- **Challenge**:
Write the next part of the sermon passage on the seed sown among thorns, picking up right after its last sentence.

- **Text to read**:
»»
3. THE STRANGLING DESIRES (13:22)

Once again, seed is scattered from the sower’s hand, this time falling among the thorns. Like the second soil, here the seed starts well, even maturing into a plant. And yet, the thorns also grow and end up strangling the seed. And so, in 13:22, Jesus explains: [READ]. Earlier we said the second soil, the rocky ground and its shallow reception of the Word, perhaps represents most of those around Jesus, that generation which was happy to be hearers and yet would not be believers. However, when we come to this third soil, I think we likely find the soil we here at Grace Church are most in danger of becoming. If you regularly come along to our services, it is less likely that you are the first type of soil, those refusing to even give Jesus a thought, even consider his claims to be the Christ. And though the world around us is becoming more and more hostile to Christianity, we do not yet suffer the level of difficulties and persecution that many of our brothers and sisters throughout history, and across the world today, must suffer for Jesus’ sake, the situation of the second soil. However, when we come to the third soil, the strangling and choking thorns of the worries of life and deceitfulness of riches, we come face to face with what surrounds us every day here in Guildford, Surrey. It is not persecution that is our greatest threat, but it is prosperity. Which is just, if not even more, as deadly a danger. As the puritan Matthew Henry comments,‘Prosperity destroys the word in the heart as much as persecution does; and [even] more dangerously, because [it destroys it] more silently.

Here we see that the strangling desires of our hearts can keep us from believing the Gospel. And it is important for us to emphasise the heart aspect of this, for our ultimate problem is not from without, but from within. It is not wealth itself but being deceived by wealth that is the issue. What we have in our bank accounts is not the problem, it is what we have in our hearts that ultimately matters. And yet, given that our hearts are prone to sin, be so easily drawn away by sinful desires, the Bible repeatedly warns us about the danger of wealth, the additional responsibility and temptation it brings. I’ve never previously quoted the American gangster rapper The Notorious B.I.G, and I am fairly confident that I will never do so again. However, he does summarise the point well in his 2020 hit entitled, ‘Mo Money, Mo Problems’. Or as Jesus alludes to here: more wealth, more worries. The more we have, the more our sinful hearts have to worry about, be deceived by. And yet, we cannot simply solve this problem by emptying our wallets. No, we must undergo the much harder task of emptying our hearts. I think this is driven home by the fact Jesus here not only warns about the deceitfulness of wealth, but also the general worries of life. Worries that surely include those that Jesus mentions back in Matthew 6, where he warns us not only about storing up treasure, but also worrying over everyday essentials: what we will eat or drink, what we will wear. No matter where we are on the spectrum of wealth, whether we worry about how to invest in more properties, or how to pay for the groceries or utilities next week, our hearts can be distracted and drawn away from the one thing that really matters, hearing and understanding God’s Word, by the things of this life and the worries of this world.
««
- **Items**:
»»
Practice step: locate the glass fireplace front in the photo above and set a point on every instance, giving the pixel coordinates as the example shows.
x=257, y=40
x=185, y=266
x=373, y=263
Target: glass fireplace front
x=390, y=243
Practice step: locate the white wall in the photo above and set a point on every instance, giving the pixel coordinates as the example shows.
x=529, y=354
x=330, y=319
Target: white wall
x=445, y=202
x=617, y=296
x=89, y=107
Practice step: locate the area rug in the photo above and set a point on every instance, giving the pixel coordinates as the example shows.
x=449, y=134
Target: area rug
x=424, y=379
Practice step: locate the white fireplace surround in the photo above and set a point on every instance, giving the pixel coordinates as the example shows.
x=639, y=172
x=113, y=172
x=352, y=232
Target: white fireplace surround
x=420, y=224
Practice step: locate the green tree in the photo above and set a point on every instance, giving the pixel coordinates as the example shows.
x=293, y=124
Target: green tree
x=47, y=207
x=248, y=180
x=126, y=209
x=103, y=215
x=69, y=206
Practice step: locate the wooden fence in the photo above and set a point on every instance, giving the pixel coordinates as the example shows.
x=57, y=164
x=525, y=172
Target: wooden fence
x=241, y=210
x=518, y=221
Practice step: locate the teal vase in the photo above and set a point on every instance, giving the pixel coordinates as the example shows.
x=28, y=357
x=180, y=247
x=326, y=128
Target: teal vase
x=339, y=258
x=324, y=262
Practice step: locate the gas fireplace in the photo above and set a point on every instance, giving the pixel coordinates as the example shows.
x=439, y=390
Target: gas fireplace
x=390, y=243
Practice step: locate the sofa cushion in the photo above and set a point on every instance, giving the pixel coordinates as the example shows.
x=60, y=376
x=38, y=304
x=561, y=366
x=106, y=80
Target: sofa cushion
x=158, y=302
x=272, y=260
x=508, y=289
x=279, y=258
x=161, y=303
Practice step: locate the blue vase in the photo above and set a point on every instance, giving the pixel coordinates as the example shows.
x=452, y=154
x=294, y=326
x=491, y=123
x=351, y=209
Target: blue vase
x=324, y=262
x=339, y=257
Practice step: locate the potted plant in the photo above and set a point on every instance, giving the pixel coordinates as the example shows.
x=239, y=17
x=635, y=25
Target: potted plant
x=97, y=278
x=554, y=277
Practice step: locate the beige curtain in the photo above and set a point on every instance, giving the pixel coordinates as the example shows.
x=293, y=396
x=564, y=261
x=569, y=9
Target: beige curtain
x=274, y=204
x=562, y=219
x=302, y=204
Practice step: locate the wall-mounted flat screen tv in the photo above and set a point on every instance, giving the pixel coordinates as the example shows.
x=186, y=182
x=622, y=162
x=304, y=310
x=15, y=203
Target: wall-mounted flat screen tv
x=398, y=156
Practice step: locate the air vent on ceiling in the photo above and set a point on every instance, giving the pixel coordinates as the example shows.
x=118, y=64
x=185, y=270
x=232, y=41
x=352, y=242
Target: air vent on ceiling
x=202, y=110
««
- **Result of this task**:
When Sarah and I got married and first moved to London in 2015, we became members of a small church that had a little garden out the back of the building. In a part of London where most of us lived in flats, it was great to have this space! The only problem was, the garden hadn’t been looked after for about 15 years. It had become so overgrown, that when you opened the fire door at the back of the building, you were met by a wall of thorns. You couldn’t see anything or go outside. It was so bad, that even the longest serving members of the church, couldn’t remember what was beyond the thorns! To do be able to use the space, we had to cut it all back and down. Before anything else could come and live there, we had to make some room. It would have been insane to simply buy seeds from B&Q and sow them into the jungle of thorns! They wouldn’t have stood a chance!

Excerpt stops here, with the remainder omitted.